# START OF Supplied material

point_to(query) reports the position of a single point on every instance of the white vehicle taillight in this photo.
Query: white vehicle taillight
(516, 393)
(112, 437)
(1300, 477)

# END OF Supplied material

Task instructions ▸ Copy the records above verbatim, changing nothing.

Expected answer ▸
point_to(query) reports the position of a single point on every instance of the white vehicle taillight in this photo.
Query: white vehicle taillight
(516, 393)
(112, 437)
(1300, 477)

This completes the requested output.